• Direction: Can you sum up the market shopping account below in two sentences?

• Text section:
+---+

Next was Ginger Pig where the queue, if anything, was longer so I left the lovely boyfriend at the end of it and set off to find the other things on the list. He eventually picked up a magnificent hunk of rib roast and some bacon and eggs and got little change from £60

First I bought a big bag of King Edwards from the xmas market £2.20

Then I went to Shellseekers and bought sweet pale pink prawns and, on the spur of the moment some brown shrimp to have potted on xmas day - £6.20

Conitnuing the fish theme I bought a small tub of smoked salmon after consuming a large slice generously offered by the woman on the Irish stall - £4

Then to Furness Fish and Game for a glistening piece of fresh salmon fillet - £5.50

Next to the Italian mozzarella stall for two balls of buffalo and a sheet of parma ham - £7.70

I do love a pork pie so I bought one from Mrs Elizabeth King's stall accompanied by cheery wishes for a good xmas - £4.50

By this time my sweetheart had been served and so we went off together first to Booths for parsnips and brussel sprouts, onions and tangerines and lemons - £5.20

Carrots as usual from Total Organics as well as a can of chick peas - £2.20

In Brindisa I bought a jar of char grilled peppers called piquillo - £4.60

Can't be a party without Italian cheeses so we went to Gastronomica where, for the first time ever, the size of the suggested pieces was smaller than I had in mind - it was still early and they too had nearly sold out. I had hoped for rochetta but there was none so I settled for a piece of parmesan, a good hunk of a creamy goat/sheep mix, a round of slightly fermented raw milk and a piece of quite perfect pecorino - £15 the lot

And then we were done here - and it was still only 10.15 am - possibly a record. Total spend was a lot - £128.30 - but we had a week of serious eating ahead of us and we were looking forward to it all. Next week we shall have good intentions.

+---+

• Information provided:

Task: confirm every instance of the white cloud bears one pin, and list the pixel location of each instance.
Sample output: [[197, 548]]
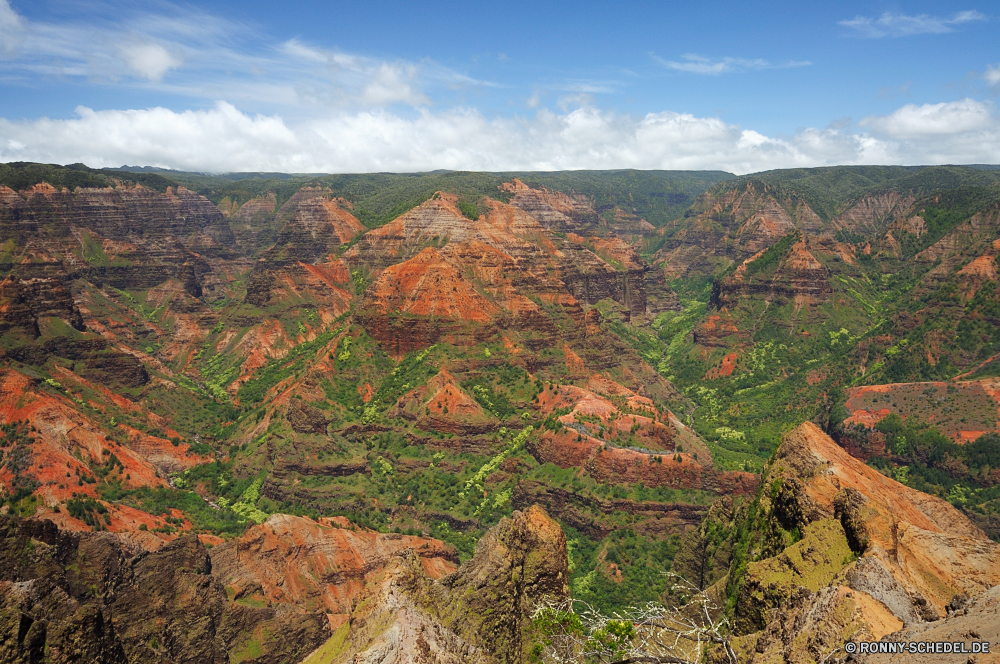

+---+

• Response to the task: While the narrator's boyfriend queued at Ginger Pig for rib roast, bacon and eggs, the narrator bought potatoes, prawns, brown shrimp, smoked and fresh salmon, mozzarella, parma ham and a pork pie at other stalls. Together they then picked up vegetables, fruit, chick peas, piquillo peppers and Italian cheeses, finishing by 10.15 am after spending £128.30 ahead of a week of serious eating.